### TEXTE SOURCE
● ● ● ● ● ● ●

Humour en archipel

Il y a un humour "grand public", que tout le monde ou presque peut comprendre. Des blagues que l'on peut sortir dans à peu près n'importe quel contexte, et dont on sait qu'elle susciteront des réactions entre le petit sourire et la franche hilarité ; des jeux de mots que l'on peut faire en passant sans avoir besoin de les expliquer longuement, sans s'attirer des regards éberlués.
Et il y en a l'humour communautaire, l'humour qui n'a de sens que dans un groupe donné aux codes fortement marqués, un humour qui fonctionne comme un signe d'appartenance.
Tout le monde ne sait pas apprécier une blague de geek, un trait d'esprit de footeux, une saillie d'éleveur ovin, un calembour de bougnat.
Le problème avec ce genre d'humour, c'est donc de trouver dans son entourage des connaisseurs, des personnes capables de l'apprécier pleinement, d'en savourer toute la finesse.
Et c'est là que les réseaux sociaux créent une nouvelle possibilité. Ainsi, si j'ai personnellement souri lorsque j'ai vu la photo placée ci-avant, et que j'ai croisé 3 fois rien qu'"hier soir sur FB, je sais qu'il serait vain de prétendre la partager au travail, ou avec mes voisins. On est certes au-delà de la "private joke", mais les personnes susceptibles de l'apprécier immédiatement – ou même après explication – n'abondent guère dans ma campagne. D'où mon idée d'archipel : les membres d'une même "confrérie humoristique" peuvent être comme les îles d'un archipel : trop éloignées pour avoir des contacts directs, mais faisant pourtant partie du même groupe.
Que ceux qui en ont saisi le sens et la drôlerie au premier coup d'oeil se sentent libres de sauter le paragraphe qui suit. Pour les autres, je vais tenter un décryptage : préparez vos zygomatiques, vous allez rire. (ou pas).

● ● ● ● ● ● ●

### EXERCICE
Dans le texte source, à quoi sont comparés les membres d'une même « confrérie humoristique » ? Appuyez-vous uniquement sur le texte source.

● ● ● ● ● ● ●

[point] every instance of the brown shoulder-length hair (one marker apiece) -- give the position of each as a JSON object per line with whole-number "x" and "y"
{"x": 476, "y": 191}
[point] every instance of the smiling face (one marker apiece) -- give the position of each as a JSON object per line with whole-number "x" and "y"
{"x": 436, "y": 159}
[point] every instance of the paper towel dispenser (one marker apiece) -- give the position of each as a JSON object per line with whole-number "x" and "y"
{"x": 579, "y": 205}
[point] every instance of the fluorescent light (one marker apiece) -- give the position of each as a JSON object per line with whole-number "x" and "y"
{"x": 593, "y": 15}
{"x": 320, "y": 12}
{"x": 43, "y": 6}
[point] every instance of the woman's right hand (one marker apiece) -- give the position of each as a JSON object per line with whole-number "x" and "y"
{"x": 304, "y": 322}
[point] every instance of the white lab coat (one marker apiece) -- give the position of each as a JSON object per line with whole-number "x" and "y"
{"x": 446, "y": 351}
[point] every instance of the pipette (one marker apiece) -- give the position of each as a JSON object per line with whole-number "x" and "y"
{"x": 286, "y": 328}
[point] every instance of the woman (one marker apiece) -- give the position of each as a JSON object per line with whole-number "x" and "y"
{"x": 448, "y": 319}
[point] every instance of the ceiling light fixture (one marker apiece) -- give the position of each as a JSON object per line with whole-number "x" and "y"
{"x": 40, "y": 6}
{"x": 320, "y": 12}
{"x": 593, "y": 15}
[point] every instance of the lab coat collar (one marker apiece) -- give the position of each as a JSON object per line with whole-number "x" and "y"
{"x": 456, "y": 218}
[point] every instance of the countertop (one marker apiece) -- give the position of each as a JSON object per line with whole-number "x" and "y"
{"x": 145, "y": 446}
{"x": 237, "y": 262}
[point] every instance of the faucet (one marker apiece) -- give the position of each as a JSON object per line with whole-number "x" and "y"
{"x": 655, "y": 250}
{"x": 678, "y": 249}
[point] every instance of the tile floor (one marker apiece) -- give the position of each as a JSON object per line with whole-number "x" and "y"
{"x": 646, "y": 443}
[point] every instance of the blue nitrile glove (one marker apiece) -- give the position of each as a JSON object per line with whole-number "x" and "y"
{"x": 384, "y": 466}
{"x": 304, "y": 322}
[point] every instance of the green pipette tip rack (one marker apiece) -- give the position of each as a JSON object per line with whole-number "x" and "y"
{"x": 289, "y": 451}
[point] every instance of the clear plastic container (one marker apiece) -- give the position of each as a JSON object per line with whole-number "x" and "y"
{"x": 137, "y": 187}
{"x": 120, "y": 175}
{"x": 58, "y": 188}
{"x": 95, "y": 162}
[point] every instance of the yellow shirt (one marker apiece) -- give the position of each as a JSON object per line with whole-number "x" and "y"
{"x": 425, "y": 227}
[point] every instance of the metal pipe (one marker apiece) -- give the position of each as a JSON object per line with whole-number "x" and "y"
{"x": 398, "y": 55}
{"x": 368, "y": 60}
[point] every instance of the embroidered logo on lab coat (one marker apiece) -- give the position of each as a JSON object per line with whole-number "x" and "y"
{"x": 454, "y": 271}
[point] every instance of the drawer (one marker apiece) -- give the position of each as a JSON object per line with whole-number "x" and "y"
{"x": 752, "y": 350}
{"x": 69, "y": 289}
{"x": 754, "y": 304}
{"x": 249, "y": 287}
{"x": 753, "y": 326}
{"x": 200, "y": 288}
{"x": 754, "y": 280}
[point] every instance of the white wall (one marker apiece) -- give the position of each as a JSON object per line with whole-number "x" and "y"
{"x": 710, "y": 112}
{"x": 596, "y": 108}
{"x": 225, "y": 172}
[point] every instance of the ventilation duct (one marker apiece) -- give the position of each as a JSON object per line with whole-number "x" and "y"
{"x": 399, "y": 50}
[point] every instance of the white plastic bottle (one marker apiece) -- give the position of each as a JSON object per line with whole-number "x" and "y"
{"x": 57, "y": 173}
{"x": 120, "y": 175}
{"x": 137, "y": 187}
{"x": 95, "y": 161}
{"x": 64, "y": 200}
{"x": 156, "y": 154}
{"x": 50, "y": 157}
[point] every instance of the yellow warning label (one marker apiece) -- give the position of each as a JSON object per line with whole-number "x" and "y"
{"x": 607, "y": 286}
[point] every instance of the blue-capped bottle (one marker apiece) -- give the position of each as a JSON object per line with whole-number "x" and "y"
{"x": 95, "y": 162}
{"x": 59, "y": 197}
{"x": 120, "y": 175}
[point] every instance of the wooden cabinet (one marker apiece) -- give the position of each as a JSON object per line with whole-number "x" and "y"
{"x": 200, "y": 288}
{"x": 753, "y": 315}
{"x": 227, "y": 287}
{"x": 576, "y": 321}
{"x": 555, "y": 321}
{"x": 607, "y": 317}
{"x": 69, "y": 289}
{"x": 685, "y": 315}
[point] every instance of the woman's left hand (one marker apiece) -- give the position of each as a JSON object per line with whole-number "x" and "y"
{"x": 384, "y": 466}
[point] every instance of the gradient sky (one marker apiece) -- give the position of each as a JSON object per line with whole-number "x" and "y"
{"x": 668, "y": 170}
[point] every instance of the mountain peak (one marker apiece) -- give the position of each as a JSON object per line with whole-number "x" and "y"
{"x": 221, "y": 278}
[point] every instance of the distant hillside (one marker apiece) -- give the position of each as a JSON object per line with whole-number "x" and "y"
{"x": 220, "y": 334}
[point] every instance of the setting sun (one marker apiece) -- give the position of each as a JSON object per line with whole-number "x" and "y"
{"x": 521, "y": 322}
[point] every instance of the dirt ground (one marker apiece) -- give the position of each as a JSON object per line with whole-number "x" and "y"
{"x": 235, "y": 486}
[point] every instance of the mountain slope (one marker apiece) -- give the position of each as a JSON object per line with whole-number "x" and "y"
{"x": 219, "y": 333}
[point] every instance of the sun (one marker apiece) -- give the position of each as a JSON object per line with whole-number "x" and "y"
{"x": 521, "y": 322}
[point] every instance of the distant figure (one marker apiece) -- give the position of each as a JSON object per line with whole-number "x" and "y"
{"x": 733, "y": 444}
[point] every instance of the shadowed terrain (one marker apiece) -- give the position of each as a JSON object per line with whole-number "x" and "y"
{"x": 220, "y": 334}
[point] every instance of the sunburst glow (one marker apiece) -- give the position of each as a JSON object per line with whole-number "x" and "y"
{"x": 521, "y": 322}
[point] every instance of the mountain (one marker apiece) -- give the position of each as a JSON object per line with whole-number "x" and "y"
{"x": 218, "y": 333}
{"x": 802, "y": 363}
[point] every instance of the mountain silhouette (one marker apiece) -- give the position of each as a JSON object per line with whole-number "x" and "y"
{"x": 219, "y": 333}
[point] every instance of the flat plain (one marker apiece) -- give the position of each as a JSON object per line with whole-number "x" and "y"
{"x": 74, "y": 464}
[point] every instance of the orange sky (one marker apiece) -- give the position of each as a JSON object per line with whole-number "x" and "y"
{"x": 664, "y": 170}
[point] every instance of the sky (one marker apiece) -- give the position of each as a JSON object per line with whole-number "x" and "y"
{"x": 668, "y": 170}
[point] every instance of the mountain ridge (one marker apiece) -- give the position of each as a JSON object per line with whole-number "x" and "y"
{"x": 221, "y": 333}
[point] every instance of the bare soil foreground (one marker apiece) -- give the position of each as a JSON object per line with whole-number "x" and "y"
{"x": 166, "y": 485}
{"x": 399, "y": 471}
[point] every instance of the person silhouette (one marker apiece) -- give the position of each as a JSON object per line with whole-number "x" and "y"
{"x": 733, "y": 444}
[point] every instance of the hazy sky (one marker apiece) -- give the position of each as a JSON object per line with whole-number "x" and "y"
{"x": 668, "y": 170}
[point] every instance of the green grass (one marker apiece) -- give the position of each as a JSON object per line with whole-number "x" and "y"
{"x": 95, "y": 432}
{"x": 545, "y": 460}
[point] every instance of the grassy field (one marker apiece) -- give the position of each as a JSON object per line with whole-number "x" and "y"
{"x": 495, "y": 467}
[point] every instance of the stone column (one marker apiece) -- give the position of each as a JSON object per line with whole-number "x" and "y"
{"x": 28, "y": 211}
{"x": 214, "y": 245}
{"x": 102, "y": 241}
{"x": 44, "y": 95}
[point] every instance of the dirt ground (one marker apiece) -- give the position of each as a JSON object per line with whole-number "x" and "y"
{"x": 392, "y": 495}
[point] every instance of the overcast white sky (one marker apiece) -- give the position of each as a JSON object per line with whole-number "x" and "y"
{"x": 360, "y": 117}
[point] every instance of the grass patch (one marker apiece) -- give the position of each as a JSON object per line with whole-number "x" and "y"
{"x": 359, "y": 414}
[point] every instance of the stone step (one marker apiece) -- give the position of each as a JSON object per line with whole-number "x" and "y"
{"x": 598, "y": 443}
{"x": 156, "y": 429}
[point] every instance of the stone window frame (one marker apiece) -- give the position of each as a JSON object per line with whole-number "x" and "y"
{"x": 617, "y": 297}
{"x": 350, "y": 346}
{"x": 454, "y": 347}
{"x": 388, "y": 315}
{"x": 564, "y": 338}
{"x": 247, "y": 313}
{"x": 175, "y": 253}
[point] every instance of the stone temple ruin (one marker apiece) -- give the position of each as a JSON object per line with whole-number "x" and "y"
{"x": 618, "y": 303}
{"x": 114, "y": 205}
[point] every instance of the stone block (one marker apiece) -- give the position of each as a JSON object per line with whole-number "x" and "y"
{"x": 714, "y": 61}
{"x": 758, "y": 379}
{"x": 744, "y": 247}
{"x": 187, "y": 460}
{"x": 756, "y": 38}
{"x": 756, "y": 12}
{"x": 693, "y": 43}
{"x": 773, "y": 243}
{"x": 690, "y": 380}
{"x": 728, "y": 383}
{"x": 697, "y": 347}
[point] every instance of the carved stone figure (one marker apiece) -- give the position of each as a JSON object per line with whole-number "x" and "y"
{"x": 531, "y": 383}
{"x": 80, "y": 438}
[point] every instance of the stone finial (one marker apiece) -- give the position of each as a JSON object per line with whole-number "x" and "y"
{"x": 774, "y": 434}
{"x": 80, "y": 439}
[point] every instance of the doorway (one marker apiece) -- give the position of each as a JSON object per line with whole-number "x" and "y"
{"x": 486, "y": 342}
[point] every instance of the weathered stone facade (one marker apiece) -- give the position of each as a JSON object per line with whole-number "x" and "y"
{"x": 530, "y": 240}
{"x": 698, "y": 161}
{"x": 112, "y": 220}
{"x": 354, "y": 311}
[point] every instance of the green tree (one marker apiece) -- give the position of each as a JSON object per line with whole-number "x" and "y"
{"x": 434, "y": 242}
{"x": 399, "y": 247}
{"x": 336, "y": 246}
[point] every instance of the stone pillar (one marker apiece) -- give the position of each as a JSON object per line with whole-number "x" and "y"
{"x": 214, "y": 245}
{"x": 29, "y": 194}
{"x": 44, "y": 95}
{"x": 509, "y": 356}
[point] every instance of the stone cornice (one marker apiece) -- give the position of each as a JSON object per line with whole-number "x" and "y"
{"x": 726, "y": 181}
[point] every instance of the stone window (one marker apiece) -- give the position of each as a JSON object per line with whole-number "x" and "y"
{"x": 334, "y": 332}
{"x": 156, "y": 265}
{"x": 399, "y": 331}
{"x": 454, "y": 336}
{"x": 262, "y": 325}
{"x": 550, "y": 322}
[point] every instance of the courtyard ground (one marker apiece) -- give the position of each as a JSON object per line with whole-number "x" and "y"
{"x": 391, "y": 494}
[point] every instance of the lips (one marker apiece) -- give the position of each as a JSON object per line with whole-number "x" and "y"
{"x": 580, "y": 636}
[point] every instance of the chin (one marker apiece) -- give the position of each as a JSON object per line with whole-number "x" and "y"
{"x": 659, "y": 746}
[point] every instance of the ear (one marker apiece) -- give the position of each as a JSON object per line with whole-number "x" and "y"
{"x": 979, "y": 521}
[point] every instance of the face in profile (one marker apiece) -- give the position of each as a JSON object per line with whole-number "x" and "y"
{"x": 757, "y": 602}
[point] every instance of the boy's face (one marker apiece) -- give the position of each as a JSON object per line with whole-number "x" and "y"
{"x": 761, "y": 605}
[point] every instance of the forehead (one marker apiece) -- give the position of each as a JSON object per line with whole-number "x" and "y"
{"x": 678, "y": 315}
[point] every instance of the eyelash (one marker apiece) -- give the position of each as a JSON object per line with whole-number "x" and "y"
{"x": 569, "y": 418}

● ● ● ● ● ● ●

### CORRIGÉ
Aux îles d'un archipel : trop éloignées pour avoir des contacts directs, mais faisant pourtant partie du même groupe.